### WORK TO BE COMPLETED
Render the lines from the one containing "I'd really appreciate a bounding box for the black combat" up to and including the one containing "[0,289,981,665]" as a numbered list, leaving out blank lines.

==== INFORMATION SUPPLIED ====

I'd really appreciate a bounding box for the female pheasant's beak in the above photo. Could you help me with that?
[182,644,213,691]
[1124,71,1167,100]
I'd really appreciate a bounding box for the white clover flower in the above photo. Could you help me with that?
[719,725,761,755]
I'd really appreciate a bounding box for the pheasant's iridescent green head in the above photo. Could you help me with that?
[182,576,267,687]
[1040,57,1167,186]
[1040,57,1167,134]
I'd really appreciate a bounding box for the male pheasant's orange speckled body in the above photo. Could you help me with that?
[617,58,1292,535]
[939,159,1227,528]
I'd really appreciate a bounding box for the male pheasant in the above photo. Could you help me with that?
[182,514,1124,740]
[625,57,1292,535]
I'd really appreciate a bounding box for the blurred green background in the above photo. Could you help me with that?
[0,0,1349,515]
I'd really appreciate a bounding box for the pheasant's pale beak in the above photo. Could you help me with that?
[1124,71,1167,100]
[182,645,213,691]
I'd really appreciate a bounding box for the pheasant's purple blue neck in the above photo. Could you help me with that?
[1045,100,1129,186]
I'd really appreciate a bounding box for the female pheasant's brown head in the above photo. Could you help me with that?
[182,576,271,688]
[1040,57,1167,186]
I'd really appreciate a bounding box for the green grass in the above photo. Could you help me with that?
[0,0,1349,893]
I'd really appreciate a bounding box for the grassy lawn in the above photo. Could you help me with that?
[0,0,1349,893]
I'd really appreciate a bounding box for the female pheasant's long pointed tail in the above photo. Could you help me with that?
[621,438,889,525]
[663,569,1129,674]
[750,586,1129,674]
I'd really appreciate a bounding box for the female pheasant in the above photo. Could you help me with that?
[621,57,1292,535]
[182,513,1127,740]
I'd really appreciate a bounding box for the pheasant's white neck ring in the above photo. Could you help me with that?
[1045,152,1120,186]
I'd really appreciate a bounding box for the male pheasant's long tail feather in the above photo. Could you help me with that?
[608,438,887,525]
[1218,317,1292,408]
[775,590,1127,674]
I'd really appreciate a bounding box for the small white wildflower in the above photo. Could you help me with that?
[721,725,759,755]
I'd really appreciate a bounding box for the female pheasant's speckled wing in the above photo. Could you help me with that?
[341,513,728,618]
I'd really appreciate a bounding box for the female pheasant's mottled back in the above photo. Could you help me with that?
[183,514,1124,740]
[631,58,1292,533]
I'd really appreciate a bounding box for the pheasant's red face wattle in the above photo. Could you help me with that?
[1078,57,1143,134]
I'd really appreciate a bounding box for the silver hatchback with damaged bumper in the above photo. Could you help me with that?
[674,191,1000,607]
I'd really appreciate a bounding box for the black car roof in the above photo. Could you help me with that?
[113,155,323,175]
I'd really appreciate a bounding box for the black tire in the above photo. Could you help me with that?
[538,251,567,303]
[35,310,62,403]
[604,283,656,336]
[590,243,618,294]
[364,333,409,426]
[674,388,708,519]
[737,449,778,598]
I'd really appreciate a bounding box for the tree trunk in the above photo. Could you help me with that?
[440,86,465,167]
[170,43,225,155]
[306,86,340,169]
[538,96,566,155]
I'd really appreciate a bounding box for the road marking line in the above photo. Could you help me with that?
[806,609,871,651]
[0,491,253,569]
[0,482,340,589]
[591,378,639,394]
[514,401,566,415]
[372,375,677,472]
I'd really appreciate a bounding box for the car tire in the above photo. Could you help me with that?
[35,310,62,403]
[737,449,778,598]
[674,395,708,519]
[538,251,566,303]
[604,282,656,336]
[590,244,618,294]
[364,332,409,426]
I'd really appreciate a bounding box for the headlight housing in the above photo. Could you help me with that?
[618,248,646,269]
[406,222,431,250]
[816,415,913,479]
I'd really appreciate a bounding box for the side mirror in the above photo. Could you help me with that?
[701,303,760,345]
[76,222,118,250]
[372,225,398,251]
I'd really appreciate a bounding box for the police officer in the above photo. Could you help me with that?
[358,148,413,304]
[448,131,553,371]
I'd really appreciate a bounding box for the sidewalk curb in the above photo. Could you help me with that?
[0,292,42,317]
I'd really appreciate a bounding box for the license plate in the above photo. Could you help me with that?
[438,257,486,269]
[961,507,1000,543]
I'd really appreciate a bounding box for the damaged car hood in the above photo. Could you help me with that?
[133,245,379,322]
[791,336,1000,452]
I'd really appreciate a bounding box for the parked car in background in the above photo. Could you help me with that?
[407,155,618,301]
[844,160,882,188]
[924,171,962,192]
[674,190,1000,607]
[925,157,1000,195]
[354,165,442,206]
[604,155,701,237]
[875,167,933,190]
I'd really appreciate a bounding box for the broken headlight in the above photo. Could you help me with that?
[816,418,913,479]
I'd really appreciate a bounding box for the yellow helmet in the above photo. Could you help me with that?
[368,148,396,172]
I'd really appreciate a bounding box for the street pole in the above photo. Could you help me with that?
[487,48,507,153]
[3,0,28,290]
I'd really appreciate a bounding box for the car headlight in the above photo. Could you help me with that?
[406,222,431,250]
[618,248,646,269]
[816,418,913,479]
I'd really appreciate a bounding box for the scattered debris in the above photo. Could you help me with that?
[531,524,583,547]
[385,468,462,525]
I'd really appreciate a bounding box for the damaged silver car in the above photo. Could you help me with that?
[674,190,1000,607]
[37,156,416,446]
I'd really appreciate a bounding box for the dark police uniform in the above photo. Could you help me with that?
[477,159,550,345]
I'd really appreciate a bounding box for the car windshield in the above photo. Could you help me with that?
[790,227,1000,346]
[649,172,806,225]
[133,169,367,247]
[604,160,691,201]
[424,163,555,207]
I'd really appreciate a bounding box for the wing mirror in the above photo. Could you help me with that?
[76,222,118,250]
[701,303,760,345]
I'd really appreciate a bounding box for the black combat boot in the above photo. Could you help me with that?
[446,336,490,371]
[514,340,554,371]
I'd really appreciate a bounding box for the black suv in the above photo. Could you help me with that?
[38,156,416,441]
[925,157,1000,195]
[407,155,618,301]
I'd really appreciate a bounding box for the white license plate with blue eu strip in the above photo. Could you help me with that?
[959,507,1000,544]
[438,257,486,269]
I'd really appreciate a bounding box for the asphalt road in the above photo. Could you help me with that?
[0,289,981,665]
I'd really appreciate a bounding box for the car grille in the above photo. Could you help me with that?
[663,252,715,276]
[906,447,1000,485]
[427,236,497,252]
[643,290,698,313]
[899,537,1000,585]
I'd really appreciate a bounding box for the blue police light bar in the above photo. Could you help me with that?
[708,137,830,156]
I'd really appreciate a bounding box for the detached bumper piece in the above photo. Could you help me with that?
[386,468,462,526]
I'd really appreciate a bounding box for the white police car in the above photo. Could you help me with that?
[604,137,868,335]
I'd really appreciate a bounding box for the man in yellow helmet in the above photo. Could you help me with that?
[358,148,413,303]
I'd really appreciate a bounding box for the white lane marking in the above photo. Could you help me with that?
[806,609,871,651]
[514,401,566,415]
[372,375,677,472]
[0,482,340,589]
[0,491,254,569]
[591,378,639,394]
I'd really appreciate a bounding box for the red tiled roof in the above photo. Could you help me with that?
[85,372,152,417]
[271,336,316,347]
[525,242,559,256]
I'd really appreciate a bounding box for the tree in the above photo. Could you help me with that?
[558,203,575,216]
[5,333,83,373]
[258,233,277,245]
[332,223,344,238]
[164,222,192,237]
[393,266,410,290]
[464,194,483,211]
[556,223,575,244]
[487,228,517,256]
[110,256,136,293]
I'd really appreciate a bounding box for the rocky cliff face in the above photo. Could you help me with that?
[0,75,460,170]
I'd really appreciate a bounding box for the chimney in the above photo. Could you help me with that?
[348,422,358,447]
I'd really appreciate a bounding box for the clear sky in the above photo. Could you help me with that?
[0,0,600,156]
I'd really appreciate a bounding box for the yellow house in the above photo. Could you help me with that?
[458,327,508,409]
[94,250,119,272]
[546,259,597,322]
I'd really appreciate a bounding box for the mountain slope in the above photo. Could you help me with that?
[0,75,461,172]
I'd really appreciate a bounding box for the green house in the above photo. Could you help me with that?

====

### SOLVED PROBLEM
1. I'd really appreciate a bounding box for the black combat boot in the above photo. Could you help me with that?
2. [446,336,490,371]
3. [514,340,554,371]
4. I'd really appreciate a bounding box for the black suv in the above photo. Could you help me with that?
5. [38,156,416,441]
6. [925,157,1000,195]
7. [407,155,618,301]
8. I'd really appreciate a bounding box for the white license plate with blue eu strip in the above photo. Could you help me with that?
9. [959,507,1000,544]
10. [438,257,486,269]
11. I'd really appreciate a bounding box for the asphalt road in the above photo. Could you help me with that?
12. [0,289,981,665]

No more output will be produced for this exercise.